> [SET PROBLEM]: Nothing but the line with "For the evaluation set, indicate each instance of the sports" and the lines after it, through the end of the records below, is to be repeated, exactly as it is.

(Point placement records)
+++++

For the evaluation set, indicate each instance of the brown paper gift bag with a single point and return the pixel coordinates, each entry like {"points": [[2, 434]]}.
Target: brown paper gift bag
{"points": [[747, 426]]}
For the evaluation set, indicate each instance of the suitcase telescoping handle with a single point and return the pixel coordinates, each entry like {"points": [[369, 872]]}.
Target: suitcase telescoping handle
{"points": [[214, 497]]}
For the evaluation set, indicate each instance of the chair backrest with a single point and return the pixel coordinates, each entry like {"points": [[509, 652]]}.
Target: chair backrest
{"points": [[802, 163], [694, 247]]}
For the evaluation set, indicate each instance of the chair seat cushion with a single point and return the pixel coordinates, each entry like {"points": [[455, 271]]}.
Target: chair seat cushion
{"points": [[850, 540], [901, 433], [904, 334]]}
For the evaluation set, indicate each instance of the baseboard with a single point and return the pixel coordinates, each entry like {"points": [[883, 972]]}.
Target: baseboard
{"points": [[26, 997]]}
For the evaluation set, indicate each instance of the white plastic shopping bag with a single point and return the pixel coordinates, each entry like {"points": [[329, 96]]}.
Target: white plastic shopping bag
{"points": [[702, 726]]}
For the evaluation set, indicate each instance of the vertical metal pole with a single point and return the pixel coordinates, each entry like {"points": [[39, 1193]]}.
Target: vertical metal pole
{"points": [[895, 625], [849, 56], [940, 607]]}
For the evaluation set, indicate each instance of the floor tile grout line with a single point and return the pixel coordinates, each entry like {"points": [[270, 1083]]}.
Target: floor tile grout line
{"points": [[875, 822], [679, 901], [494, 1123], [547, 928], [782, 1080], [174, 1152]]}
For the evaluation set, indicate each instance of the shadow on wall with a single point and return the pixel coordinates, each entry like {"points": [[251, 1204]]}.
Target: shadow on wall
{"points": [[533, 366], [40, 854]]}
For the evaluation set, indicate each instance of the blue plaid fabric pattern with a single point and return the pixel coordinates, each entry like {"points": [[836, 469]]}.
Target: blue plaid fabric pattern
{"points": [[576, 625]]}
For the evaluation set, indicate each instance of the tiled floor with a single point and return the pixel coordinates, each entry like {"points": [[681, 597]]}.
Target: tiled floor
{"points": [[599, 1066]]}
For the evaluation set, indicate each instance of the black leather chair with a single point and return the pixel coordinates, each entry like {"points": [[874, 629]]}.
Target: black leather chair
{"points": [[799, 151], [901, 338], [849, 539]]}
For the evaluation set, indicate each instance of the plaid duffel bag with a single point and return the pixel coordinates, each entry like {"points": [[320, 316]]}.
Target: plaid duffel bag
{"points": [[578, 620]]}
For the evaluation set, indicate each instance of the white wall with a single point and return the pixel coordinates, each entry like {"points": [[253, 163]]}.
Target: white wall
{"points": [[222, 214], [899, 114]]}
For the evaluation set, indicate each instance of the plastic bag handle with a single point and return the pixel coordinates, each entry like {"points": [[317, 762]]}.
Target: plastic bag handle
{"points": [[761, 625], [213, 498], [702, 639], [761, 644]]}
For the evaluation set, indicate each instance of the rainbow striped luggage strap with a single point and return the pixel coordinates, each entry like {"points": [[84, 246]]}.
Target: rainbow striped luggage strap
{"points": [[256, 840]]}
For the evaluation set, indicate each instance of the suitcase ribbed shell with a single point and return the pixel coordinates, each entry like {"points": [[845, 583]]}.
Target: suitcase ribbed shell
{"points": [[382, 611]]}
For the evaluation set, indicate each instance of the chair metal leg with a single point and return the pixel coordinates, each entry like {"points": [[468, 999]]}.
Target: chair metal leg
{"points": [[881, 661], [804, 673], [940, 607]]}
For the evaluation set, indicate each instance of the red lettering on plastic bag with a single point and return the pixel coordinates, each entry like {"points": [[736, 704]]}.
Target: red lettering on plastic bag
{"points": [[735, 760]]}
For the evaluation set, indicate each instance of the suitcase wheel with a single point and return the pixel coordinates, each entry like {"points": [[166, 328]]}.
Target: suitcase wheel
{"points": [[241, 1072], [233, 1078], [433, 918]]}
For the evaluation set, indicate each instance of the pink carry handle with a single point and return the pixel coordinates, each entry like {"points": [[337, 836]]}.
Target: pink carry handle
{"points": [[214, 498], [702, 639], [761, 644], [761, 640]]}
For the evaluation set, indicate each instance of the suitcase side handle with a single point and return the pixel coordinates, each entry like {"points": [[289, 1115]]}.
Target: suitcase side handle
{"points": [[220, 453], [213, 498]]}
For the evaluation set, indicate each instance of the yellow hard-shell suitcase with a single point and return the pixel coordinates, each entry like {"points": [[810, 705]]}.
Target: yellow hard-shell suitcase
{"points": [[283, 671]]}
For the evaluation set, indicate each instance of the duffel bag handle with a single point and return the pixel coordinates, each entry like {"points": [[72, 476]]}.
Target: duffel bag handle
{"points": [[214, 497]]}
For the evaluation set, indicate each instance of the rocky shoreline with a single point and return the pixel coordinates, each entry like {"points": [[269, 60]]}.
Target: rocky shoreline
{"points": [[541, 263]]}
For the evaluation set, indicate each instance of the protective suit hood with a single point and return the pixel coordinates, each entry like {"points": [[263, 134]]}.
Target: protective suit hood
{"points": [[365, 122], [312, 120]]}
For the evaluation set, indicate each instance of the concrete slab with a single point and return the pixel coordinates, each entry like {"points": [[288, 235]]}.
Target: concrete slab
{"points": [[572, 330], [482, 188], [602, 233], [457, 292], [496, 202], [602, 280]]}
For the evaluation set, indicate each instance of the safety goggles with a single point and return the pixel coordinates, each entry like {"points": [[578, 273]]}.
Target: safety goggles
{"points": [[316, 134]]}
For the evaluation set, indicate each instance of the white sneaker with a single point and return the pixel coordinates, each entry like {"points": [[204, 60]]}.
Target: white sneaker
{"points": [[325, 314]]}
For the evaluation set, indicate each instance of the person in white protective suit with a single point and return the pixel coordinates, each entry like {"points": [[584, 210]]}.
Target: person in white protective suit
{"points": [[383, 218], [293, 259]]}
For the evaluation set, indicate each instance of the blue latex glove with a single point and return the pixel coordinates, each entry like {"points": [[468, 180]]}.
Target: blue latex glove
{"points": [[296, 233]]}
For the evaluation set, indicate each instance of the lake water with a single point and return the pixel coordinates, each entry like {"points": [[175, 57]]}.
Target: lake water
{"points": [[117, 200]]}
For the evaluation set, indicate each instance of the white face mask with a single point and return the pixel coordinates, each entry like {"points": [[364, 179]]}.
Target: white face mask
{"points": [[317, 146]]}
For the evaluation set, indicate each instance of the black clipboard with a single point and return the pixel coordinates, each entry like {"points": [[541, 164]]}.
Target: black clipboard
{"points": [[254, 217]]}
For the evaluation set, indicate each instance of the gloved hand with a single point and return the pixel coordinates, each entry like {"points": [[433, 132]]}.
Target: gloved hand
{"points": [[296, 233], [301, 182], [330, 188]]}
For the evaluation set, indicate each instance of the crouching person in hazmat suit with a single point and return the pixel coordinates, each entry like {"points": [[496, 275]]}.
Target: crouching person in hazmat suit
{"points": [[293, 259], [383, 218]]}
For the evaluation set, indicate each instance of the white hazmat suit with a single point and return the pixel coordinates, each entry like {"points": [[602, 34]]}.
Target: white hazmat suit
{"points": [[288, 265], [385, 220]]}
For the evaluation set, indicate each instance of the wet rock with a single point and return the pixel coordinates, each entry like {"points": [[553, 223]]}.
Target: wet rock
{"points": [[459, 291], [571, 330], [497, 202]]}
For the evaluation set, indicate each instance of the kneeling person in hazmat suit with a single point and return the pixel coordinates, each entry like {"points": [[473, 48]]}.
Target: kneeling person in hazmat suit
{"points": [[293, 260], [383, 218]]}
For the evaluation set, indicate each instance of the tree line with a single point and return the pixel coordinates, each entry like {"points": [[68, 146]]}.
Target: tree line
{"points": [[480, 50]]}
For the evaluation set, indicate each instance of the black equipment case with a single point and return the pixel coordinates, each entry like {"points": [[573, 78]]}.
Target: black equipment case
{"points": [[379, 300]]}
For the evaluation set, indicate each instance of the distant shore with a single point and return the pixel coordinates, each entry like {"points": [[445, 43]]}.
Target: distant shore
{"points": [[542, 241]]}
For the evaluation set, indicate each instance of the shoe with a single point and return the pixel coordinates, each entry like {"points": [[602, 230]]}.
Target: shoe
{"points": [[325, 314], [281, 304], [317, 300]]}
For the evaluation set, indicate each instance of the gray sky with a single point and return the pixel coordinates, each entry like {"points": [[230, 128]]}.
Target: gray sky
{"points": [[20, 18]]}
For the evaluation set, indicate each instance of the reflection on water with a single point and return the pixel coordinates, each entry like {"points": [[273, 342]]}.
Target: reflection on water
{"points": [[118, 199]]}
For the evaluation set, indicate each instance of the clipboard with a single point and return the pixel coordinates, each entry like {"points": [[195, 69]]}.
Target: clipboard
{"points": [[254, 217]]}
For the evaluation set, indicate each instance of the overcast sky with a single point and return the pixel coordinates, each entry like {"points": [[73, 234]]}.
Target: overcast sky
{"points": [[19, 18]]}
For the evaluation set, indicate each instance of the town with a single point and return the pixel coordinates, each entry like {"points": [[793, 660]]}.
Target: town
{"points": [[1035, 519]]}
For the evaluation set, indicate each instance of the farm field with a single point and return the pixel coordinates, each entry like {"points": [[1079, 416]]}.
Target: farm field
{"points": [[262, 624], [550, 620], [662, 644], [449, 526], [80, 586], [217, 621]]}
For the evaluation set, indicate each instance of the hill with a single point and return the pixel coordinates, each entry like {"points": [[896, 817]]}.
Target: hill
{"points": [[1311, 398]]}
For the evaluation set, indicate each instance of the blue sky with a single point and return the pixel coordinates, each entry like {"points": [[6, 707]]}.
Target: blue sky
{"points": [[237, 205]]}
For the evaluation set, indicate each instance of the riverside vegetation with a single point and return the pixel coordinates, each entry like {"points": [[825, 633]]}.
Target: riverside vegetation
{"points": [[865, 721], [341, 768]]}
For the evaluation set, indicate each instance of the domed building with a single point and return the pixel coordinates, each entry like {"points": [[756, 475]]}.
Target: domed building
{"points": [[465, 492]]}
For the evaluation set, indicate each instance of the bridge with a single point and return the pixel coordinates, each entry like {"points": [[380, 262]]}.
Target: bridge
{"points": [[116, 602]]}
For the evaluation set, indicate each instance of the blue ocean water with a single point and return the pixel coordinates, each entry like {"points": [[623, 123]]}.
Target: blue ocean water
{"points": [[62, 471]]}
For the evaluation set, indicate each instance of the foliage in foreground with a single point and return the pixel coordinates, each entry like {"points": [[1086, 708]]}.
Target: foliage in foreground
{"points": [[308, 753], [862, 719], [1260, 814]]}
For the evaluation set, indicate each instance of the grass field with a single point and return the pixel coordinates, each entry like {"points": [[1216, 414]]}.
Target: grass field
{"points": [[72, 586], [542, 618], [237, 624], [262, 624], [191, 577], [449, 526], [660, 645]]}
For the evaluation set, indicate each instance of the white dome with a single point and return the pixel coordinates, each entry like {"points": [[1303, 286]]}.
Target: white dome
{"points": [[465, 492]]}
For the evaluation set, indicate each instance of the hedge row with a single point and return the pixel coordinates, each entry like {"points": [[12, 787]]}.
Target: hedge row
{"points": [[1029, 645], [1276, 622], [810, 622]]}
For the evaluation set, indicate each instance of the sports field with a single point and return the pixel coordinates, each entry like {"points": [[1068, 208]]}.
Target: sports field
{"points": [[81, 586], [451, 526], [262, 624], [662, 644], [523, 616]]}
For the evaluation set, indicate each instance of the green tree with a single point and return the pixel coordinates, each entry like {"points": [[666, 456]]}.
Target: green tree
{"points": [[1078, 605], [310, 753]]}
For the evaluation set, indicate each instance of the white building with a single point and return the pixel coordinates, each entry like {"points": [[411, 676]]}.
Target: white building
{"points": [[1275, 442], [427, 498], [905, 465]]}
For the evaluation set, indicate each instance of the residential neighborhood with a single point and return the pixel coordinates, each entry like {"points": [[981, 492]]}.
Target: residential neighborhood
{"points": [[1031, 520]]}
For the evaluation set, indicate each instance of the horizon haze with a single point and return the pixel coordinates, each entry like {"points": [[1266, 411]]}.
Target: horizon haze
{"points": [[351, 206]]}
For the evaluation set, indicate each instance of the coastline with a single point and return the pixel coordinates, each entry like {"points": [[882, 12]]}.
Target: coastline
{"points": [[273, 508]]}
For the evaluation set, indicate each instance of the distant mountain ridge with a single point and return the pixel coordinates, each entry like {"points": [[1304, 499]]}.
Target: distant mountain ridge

+++++

> [TASK SOLUTION]:
For the evaluation set, indicate each instance of the sports field with a single point and return the pixel coordinates, each entry like {"points": [[1068, 208]]}.
Target: sports field
{"points": [[81, 586], [451, 526], [262, 624], [662, 644], [523, 616]]}
For the evaluation set, indicate each instance of the green tree with a single point and return the pixel coordinates, each entry like {"points": [[666, 456]]}.
Target: green tree
{"points": [[1078, 605], [310, 753]]}
For the evaluation set, indicate each instance of the white building with a single point and return the pixel coordinates, each entry like {"points": [[411, 676]]}.
Target: white building
{"points": [[1275, 442], [427, 498], [905, 465]]}
For the evaluation set, indicate each instance of the residential neighborhood with a single point and return the pixel coordinates, each entry like {"points": [[981, 492]]}.
Target: residential neighborhood
{"points": [[1031, 520]]}
For the evaluation set, indicate each instance of the horizon haze with a single point and return the pixel coordinates, each entry like {"points": [[1266, 411]]}.
Target: horizon haze
{"points": [[351, 206]]}
For the evaluation set, indicate each instance of the coastline with a single point and return the pixel coordinates, each entry like {"points": [[882, 12]]}.
Target: coastline
{"points": [[273, 508]]}
For the evaluation set, indicate each instance of the distant mountain ridge with a single point and return the pixel coordinates, each entry like {"points": [[1304, 499]]}.
Target: distant mountain ridge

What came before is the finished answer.